→ **YOUR OBJECTIVE**: Please reproduce every line of the material below, changing nothing and leaving nothing out.

Records:
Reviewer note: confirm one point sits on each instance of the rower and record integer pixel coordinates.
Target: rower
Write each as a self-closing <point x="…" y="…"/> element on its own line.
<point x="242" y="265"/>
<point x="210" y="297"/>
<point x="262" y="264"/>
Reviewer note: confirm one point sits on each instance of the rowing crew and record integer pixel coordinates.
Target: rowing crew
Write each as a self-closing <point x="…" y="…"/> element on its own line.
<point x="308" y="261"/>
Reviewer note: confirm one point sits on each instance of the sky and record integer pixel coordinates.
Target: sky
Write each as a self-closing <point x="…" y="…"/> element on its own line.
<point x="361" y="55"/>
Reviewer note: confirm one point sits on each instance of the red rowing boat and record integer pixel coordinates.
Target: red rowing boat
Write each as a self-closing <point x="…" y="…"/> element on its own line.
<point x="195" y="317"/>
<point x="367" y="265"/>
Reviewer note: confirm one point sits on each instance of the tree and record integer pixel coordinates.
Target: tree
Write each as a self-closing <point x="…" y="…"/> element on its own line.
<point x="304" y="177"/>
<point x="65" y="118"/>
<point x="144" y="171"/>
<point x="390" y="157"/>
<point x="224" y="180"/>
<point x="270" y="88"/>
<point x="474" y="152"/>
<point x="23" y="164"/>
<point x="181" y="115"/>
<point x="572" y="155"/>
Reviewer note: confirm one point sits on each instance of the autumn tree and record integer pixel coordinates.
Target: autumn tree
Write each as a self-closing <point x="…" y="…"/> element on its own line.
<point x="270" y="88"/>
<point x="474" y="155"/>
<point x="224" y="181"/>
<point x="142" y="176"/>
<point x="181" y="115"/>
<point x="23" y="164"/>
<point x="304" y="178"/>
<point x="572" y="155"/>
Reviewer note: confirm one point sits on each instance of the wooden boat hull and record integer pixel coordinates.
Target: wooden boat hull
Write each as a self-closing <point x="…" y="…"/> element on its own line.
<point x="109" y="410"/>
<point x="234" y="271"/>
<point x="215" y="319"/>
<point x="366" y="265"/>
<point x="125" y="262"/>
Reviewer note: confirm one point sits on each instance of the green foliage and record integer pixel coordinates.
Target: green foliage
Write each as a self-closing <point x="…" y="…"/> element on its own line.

→ **OUTPUT**:
Reviewer note: confirm one point sits on each instance of the rower and record integer pixel coordinates.
Target: rower
Write each as a self-closing <point x="…" y="…"/> element on its own line.
<point x="242" y="265"/>
<point x="210" y="297"/>
<point x="262" y="264"/>
Reviewer note: confirm one point sits on each instance of the rowing crew and record integer pixel coordinates.
Target: rowing crew
Write each as a self-closing <point x="…" y="…"/> element on its own line.
<point x="308" y="261"/>
Reviewer note: confirm one point sits on each instance of the sky and record integer pixel coordinates.
Target: sky
Write each as a self-closing <point x="…" y="…"/> element on its own line.
<point x="361" y="55"/>
Reviewer note: confirm one point sits on each instance of the red rowing boat and record integer pixel coordinates.
Target: red rowing boat
Write each as a self-closing <point x="…" y="…"/> element on its own line.
<point x="195" y="317"/>
<point x="367" y="265"/>
Reviewer note: confirm one point sits on each instance of the tree and record integer pixel coordinates.
Target: tree
Write each as a self-closing <point x="…" y="…"/> element on its own line.
<point x="304" y="177"/>
<point x="65" y="118"/>
<point x="144" y="171"/>
<point x="390" y="157"/>
<point x="224" y="180"/>
<point x="270" y="88"/>
<point x="474" y="152"/>
<point x="23" y="164"/>
<point x="181" y="115"/>
<point x="572" y="155"/>
Reviewer note: confirm one point sits on each instance of the autumn tree and record integer pixel coordinates.
Target: autumn tree
Write each as a self-closing <point x="…" y="…"/> element on its own line.
<point x="270" y="88"/>
<point x="474" y="155"/>
<point x="224" y="181"/>
<point x="142" y="176"/>
<point x="181" y="115"/>
<point x="23" y="164"/>
<point x="304" y="178"/>
<point x="572" y="155"/>
Reviewer note: confirm one point sits on each instance of the wooden boat hull and record integer pixel coordinates.
Target: wooden boat hull
Write each as a self-closing <point x="…" y="…"/> element on its own line.
<point x="109" y="410"/>
<point x="234" y="271"/>
<point x="215" y="319"/>
<point x="366" y="265"/>
<point x="125" y="262"/>
Reviewer note: confirm one point sits on each instance of the green foliage and record integer pixel coordinates.
Target: green foliage
Write each as a self-closing <point x="…" y="…"/> element on its own line.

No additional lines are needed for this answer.